» Поставленная задача A: Переведите на английский язык предложение из отрывка о богослужении молокан: «Следующий продолжает ту же тему, и так на протяжении всего собрания».
» Поставленная задача B:
Ответьте по отрывку о богослужении молокан на три вопроса, каждый ответ с новой строки и с той же пометкой:
(i) Кто может начать собрание?
(ii) Что, по словам одного из молоканских беседников, нужно сплести из бесед и псалмопения?
(iii) В чем прежде всего проявляется отклик Бога для молокан-прыгунов?
» Поставленная задача C: Продолжите отрывок о богослужении молокан, начав сразу после его последнего предложения.

» Исходный отрывок:
==============================

Богом, или по Духу, дается тема богослужения. Первый певец или первый беседник (начать собрание может как тот, так и другой) тем самым эту тему эксплицирует. Следующий продолжает ту же тему, и так на протяжении всего собрания. К концу его нужно, как сказал один из молоканских беседников, из золотой нити темы, данной Богом, то есть данной по Духу, прибавляя к ней свое человеческое прядение, то есть разум, воплощенный в словах, «сплести из бесед и псалмопения прочный, неразрывный канат, соединяющий человека с Богом». Тогда Бог откликнется. Для молокан-прыгунов этот отклик проявляется в действии в людях Святого Духа, прежде всего, в пророчествах (подробнее см. [Никитина, 1998, 151—156, Никитина, 2013а, с. 267—272]).
Выражение По звуку/тону и по смыслу означает максимальное соответствие смысла фразы или слова и звуковых форм, их выражающих, а именно интонации, темпа, тембра, громкости словесной речи, а также характера напева псалмов.

==============================

» Собранные данные:
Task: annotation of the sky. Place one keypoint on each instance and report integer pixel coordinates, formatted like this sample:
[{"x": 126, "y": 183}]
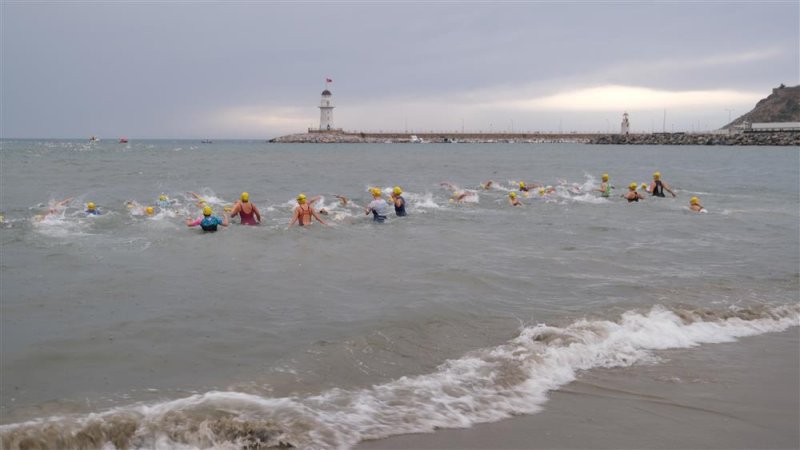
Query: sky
[{"x": 256, "y": 69}]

==============================

» Результат задачи A: The next one continues the same theme, and so on throughout the entire gathering.

» Результат задачи B:
(i) Первый певец или первый беседник.
(ii) Прочный, неразрывный канат, соединяющий человека с Богом.
(iii) В пророчествах.

» Результат задачи C:
Функционально молоканское богослужение, главным адресатом которого является Бог, делится на три части. В первой чередуются пение псалмов и беседы, подводящие к главной части богослужения — молению. Третья короткая часть после моления включает псалом на расход. Однако за исключением больших праздников (Пасха), где все богослужение пронизаны радостными псалмами, обычная служба по звуку и по смыслу делится скорее на две части: Первая, чаще всего, просъбенная по смыслу, к которой можно отнести и моление, часто скорбная по характеру пения (по звуку / тону); вторая - благодарственная, или торжественная, по смыслу и радостная по характеру пения (по звуку / тону). Таким образом, в богослужении обязателен перелом эмоционального настроя, или звука.
Богослужение развивается при наличии хороших певцов и бесед-ников весьма динамично. Каждый следующий певец или беседник
должен «подхватить» и смысл, и звучание только что сказанного или непосредственно спетого, чтобы продолжить мысль золотой нити. Нужно отметить, что признанные беседники и певцы делают это мастерски. Смыслы разных жанров, из которых состоит дискурс богослужения, связываются начальным повторением — лексическим или семантическим — конечной фразы спетого или сказанного. Связь же по звуку между разными субъектами речи, как я заметила, выражается у молокан и духоборцев не только в том же эмоциональном настрое, в том же темпе речи, но, в частности, и в том, что каждый следующий говорящий или поющий старается начать с тона той же высоты, которую держал предыдущий, или высоты, отстоящей на кварту.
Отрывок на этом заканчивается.